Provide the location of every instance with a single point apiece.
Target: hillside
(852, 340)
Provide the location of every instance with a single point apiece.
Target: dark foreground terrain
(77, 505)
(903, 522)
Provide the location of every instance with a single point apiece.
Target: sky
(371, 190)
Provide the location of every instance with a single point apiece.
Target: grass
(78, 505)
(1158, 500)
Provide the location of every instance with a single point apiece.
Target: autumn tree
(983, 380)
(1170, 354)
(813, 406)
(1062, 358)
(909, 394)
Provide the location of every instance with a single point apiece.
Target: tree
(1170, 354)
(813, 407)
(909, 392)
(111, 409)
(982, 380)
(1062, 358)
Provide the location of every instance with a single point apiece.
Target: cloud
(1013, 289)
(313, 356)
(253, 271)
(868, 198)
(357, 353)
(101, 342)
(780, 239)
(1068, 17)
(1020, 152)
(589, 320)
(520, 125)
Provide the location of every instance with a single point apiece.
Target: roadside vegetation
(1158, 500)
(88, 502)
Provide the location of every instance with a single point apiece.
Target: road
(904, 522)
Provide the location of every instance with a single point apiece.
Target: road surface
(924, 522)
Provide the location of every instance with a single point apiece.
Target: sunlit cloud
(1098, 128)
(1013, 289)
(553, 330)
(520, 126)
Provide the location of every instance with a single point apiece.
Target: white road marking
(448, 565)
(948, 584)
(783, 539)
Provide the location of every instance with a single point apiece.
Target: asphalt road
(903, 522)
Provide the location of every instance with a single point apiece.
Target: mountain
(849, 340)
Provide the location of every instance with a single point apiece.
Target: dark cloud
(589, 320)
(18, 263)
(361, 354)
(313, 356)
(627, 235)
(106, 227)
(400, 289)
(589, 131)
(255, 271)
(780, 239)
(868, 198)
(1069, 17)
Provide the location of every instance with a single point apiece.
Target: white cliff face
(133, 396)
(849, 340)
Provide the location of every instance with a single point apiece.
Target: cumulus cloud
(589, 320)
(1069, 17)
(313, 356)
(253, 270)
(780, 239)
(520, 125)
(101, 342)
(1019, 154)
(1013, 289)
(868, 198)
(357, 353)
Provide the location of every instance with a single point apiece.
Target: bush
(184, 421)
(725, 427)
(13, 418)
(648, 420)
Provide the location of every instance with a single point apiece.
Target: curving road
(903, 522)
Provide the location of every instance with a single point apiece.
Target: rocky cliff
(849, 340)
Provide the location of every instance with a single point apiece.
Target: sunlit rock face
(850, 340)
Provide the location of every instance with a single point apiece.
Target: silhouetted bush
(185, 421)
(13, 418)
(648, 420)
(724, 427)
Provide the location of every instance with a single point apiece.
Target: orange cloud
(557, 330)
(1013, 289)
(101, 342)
________________________________________
* **WORK TO DO**: Quote all the records. Keep every word exact.

* **ANSWER TO THIS PROBLEM**:
Provide the location of every instance with a single point apiece.
Target: hillside
(852, 340)
Provide the location of every instance with a single point apiece.
Target: dark foreground terrain
(77, 505)
(903, 522)
Provide the location of every instance with a single point apiece.
Target: sky
(371, 190)
Provide the location of every instance with a single point apiece.
Target: grass
(78, 505)
(1158, 500)
Provide the location of every instance with a single point apiece.
Target: autumn tree
(983, 380)
(1170, 354)
(813, 406)
(1062, 358)
(909, 394)
Provide the location of every instance with a single point apiece.
Target: tree
(1170, 354)
(813, 407)
(909, 392)
(111, 409)
(982, 380)
(1062, 358)
Provide the location of every instance with a single point apiece.
Target: cloud
(1013, 289)
(313, 356)
(253, 271)
(868, 198)
(357, 353)
(101, 342)
(780, 239)
(1068, 17)
(1020, 152)
(589, 320)
(520, 125)
Provide the location of every instance with a single point apiece.
Target: roadside vegetation
(1158, 500)
(88, 502)
Provide the location of every instance with a single point apiece.
Target: road
(904, 522)
Provide the location of every instance with a single point apiece.
Target: road surface
(924, 522)
Provide the location of every instance with a single point apiece.
Target: sunlit cloud
(1098, 128)
(1013, 289)
(553, 330)
(520, 126)
Provide the location of every instance with a single point apiece.
Target: white road marking
(448, 565)
(948, 584)
(783, 539)
Provide the location of every instance with a single point apiece.
Target: asphalt road
(903, 522)
Provide the location of every instance with a single point apiece.
Target: mountain
(849, 340)
Provide the location of every instance with a single point apiece.
Target: dark cloud
(589, 320)
(18, 263)
(361, 354)
(313, 356)
(627, 235)
(106, 227)
(400, 289)
(589, 131)
(255, 271)
(780, 239)
(868, 198)
(1069, 17)
Provide the location of every instance with a single point apiece.
Target: white cliff face
(133, 396)
(849, 340)
Provide the location of every instance with a single point apiece.
Target: cumulus cloud
(589, 320)
(1069, 17)
(313, 356)
(253, 270)
(780, 239)
(520, 125)
(101, 342)
(1019, 154)
(1013, 289)
(868, 198)
(357, 353)
Provide the location of every instance with a single point apiece.
Target: bush
(184, 421)
(725, 427)
(13, 418)
(648, 420)
Provide the location of every instance with a single point apiece.
Target: curving road
(903, 522)
Provide the location of every instance with a single point apiece.
Target: rocky cliff
(849, 340)
Provide the location of every instance with a single point apiece.
Target: sunlit rock face
(850, 340)
Provide the location of every instance with a single point apiece.
Target: silhouetted bush
(185, 421)
(13, 418)
(648, 420)
(724, 427)
Provide the location of every instance with a single point apiece.
Target: orange cloud
(557, 330)
(1013, 289)
(101, 342)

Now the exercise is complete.